* Begin Record set *

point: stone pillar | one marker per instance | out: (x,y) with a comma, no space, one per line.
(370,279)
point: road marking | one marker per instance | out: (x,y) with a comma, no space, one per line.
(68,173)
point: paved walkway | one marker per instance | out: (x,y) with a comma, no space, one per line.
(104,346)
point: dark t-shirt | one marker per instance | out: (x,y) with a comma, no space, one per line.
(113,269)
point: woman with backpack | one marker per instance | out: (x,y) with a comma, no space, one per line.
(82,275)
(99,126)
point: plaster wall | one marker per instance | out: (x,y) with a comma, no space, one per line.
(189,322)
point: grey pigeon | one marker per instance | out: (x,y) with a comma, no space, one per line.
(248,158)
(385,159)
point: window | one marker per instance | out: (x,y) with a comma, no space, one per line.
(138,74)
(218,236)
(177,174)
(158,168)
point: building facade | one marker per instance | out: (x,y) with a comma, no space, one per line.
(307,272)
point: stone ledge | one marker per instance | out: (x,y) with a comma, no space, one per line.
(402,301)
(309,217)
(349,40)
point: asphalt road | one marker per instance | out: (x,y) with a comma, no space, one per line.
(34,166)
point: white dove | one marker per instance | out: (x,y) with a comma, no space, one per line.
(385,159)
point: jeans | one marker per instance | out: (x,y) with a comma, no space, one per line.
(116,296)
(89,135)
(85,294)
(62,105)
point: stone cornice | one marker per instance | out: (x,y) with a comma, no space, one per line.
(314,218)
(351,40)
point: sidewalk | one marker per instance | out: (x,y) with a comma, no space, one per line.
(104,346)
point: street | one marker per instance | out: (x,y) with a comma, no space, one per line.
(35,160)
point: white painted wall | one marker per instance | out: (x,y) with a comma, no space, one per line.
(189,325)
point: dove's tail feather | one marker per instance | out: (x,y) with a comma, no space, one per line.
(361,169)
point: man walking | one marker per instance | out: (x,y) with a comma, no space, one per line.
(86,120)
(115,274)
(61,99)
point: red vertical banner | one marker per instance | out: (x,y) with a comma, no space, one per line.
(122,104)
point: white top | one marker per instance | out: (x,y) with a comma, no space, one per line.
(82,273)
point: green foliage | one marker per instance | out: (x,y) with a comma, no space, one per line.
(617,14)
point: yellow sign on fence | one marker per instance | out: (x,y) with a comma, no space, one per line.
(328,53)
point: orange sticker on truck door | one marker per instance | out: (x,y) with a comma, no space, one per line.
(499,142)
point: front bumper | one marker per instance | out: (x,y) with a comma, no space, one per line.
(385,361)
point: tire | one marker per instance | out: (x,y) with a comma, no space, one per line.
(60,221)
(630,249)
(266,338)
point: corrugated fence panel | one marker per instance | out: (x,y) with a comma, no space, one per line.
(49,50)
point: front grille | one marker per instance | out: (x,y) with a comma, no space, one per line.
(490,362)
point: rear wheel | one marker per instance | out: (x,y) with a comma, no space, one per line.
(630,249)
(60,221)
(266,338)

* End Record set *

§ **Required work**
Reproduce every one of the lines above without changing any character.

§ **Answer**
point: stone pillar | one marker per instance | out: (x,y) with a comma, no space, one per line.
(370,279)
point: road marking | one marker per instance | out: (x,y) with a comma, no space, one per line.
(68,173)
point: paved walkway | one marker per instance | out: (x,y) with a comma, no space, one per line.
(104,346)
point: dark t-shirt | one marker per instance | out: (x,y) with a comma, no space, one per line.
(113,269)
point: woman with backpack | one marker per instance | out: (x,y) with a comma, no space, one per line.
(82,275)
(99,126)
point: plaster wall | one marker per instance | out: (x,y) with a comma, no space, one per line.
(189,322)
point: grey pigeon | one marker per instance | out: (x,y) with a comma, no space, one per line.
(248,158)
(385,159)
point: window | one marker per instance | out: (x,y) with a comma, no space, one per line.
(138,74)
(218,236)
(177,174)
(158,168)
point: building facade | one marker per instance | out: (x,y) with a comma, no space, one per line.
(307,272)
point: stone ledge | one marker per instance | out: (x,y) with a comma, no space, one per line.
(402,301)
(309,217)
(349,40)
point: asphalt road | one marker per instance | out: (x,y) with a comma, no space, one per line.
(34,166)
point: white dove | one marker per instance | out: (x,y) with a comma, no space, one per line.
(385,159)
point: jeans | one marker per instance | out: (x,y) with a comma, no space, one per line.
(116,296)
(89,135)
(85,294)
(62,105)
point: stone cornice | one marker per instance | out: (x,y) with a comma, no space, one per line.
(314,218)
(351,40)
point: sidewalk | one marker per instance | out: (x,y) with a comma, no space, one per line.
(104,346)
point: street | one marker per instance | out: (x,y) with a comma, no space, one per line.
(35,160)
point: white painted wall | one marker per instance | out: (x,y) with a comma, no space, one per line.
(189,325)
point: dove's tail feather | one marker per instance | out: (x,y) with a comma, no space, one per line.
(361,169)
point: man walking | one marker per instance | out: (x,y) with a comma, no space, one per line.
(86,120)
(115,274)
(61,99)
point: red vertical banner | one marker per instance | out: (x,y) with a comma, no space, one per line.
(122,104)
point: white top | one marker per instance | out: (x,y) with a comma, no space, one per line.
(82,273)
point: green foliage | one marker per instance | out: (x,y) with a comma, no space, one per line.
(617,14)
point: yellow sign on fence | one marker per instance | out: (x,y) with a comma, no space, one per line.
(328,53)
point: orange sticker on truck door | one marker per instance | out: (x,y) with a comma, no space, one per line.
(499,142)
point: front bumper | one marker per instance | out: (x,y) with a comma, no space, one per line.
(385,361)
point: tire | one marker per instance | out: (x,y) with a comma, no space, one per line.
(60,221)
(630,249)
(266,338)
point: corrugated fence panel | one marker per instance | out: (x,y) with a comma, no space, one per line.
(49,50)
point: front grille | one marker per instance | out: (x,y) with a comma, no space, one per line.
(490,362)
point: rear wheel | one marker per instance | out: (x,y) with a comma, no space, one per line.
(630,249)
(60,221)
(266,338)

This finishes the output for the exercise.